>> begin Entries supplied

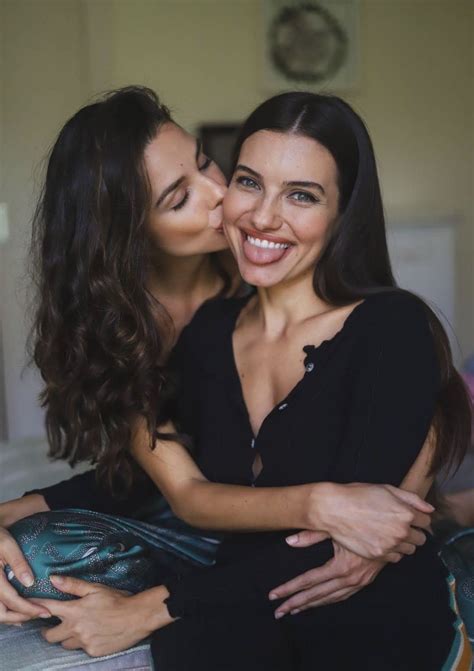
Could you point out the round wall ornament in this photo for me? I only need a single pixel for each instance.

>> end Entries supplied
>> begin Entries supplied

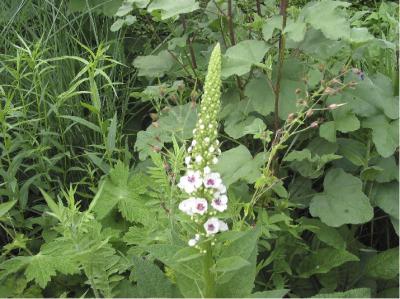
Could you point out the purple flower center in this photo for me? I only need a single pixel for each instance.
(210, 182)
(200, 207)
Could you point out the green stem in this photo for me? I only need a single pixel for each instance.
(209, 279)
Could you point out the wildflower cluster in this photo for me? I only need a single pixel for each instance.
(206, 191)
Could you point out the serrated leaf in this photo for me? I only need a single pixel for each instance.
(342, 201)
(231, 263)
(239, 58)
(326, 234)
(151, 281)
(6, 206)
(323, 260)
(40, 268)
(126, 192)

>> end Entries supplied

Task to carry out: Show every line of the records above that contains the string "purple". Matching is case-sensitive.

Task output:
Could you point out the purple flower center in this photo for me? I only need a single pixel for each instance.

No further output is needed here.